Exercise.
Take the line containing "of the teal" and every line after it in the data below, and print them exactly as given, with nothing else.

Information given.
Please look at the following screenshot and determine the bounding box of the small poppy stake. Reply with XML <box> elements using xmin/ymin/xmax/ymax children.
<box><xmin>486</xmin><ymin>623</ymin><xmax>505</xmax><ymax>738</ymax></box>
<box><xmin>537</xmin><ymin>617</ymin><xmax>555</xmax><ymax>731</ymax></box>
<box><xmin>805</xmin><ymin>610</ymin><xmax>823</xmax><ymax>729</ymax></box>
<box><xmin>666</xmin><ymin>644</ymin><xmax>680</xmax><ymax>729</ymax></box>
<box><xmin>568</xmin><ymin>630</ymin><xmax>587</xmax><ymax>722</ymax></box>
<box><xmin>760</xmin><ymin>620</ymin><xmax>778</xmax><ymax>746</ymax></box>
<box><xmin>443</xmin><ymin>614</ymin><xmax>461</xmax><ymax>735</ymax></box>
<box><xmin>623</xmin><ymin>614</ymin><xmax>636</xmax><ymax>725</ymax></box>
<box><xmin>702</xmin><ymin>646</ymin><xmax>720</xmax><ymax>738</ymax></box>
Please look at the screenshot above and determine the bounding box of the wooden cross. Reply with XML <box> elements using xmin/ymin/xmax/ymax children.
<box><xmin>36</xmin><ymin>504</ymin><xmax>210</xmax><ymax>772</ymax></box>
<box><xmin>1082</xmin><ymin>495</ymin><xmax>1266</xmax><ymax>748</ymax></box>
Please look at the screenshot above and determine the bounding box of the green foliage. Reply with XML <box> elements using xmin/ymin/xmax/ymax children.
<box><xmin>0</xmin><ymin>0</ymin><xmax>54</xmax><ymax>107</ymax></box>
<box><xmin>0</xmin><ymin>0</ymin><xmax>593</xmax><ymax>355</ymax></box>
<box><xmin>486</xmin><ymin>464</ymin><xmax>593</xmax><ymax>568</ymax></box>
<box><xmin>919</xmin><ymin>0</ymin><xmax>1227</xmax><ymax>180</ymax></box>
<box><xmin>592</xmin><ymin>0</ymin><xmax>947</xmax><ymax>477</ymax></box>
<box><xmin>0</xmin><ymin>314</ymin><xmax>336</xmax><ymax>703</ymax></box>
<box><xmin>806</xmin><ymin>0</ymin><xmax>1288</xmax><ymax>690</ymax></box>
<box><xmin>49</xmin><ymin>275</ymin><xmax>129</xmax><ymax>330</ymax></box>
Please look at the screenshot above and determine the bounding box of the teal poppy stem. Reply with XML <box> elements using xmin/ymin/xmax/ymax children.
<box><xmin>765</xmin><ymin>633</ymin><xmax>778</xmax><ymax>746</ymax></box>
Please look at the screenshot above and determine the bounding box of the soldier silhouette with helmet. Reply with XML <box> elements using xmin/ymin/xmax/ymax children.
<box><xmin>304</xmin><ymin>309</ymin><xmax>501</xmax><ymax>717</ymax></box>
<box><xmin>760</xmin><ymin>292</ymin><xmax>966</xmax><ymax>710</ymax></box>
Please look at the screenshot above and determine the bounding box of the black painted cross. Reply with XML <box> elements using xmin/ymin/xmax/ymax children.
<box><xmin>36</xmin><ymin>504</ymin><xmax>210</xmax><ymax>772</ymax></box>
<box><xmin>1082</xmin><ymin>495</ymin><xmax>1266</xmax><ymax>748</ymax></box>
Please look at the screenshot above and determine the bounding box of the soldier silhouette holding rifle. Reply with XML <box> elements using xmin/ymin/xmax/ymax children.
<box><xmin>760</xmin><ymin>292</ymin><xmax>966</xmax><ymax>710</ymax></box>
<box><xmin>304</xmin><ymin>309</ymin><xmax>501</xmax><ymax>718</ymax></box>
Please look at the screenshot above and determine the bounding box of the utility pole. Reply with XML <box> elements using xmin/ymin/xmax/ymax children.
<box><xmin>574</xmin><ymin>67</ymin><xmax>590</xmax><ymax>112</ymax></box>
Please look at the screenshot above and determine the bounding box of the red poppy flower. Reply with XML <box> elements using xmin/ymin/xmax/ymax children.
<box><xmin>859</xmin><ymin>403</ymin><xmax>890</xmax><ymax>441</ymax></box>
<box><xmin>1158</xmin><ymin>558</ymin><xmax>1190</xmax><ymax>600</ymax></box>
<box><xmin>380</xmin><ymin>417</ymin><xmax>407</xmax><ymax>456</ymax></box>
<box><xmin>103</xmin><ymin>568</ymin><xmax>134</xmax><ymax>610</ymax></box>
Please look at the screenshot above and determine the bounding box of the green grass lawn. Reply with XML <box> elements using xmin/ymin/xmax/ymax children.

The response.
Please look at the screenshot above and determine the bounding box of the teal poppy stem. Reply with XML <box> elements using xmin/ymin/xmax/ymax children.
<box><xmin>765</xmin><ymin>633</ymin><xmax>778</xmax><ymax>746</ymax></box>
Please look at the screenshot above and determine the bounding box of the soldier silhouette with helmet. Reply with XML <box> elements using xmin/ymin/xmax/ymax children.
<box><xmin>304</xmin><ymin>309</ymin><xmax>501</xmax><ymax>717</ymax></box>
<box><xmin>760</xmin><ymin>292</ymin><xmax>966</xmax><ymax>710</ymax></box>
Please look at the screenshot above and determine the bounding box of the black painted cross. Reply with XML <box> elements using xmin/ymin/xmax/ymax children.
<box><xmin>36</xmin><ymin>504</ymin><xmax>210</xmax><ymax>772</ymax></box>
<box><xmin>1082</xmin><ymin>495</ymin><xmax>1266</xmax><ymax>748</ymax></box>
Please look at the screenshot above and determine the bounding box of the soldier silhouette holding rifle. Reply with XML <box> elements using xmin/ymin/xmax/ymax children.
<box><xmin>760</xmin><ymin>292</ymin><xmax>966</xmax><ymax>710</ymax></box>
<box><xmin>304</xmin><ymin>309</ymin><xmax>501</xmax><ymax>718</ymax></box>
Please look at the screenshot above and determine the bounding box of the utility pole. Reply with XML <box> elements using xmin/ymin/xmax/ymax children.
<box><xmin>574</xmin><ymin>67</ymin><xmax>590</xmax><ymax>112</ymax></box>
Please look at the screenshot above and determine the bounding box of the red poppy flower. Reply with XML <box> elements using xmin/ymin/xmax/ymax children.
<box><xmin>859</xmin><ymin>403</ymin><xmax>890</xmax><ymax>441</ymax></box>
<box><xmin>1158</xmin><ymin>558</ymin><xmax>1190</xmax><ymax>600</ymax></box>
<box><xmin>380</xmin><ymin>417</ymin><xmax>407</xmax><ymax>456</ymax></box>
<box><xmin>103</xmin><ymin>568</ymin><xmax>134</xmax><ymax>610</ymax></box>
Please look at the screenshot above and determine the bounding box of the green grass lawn. Reply with XML <box> elements using xmin/ymin/xmax/ymax children.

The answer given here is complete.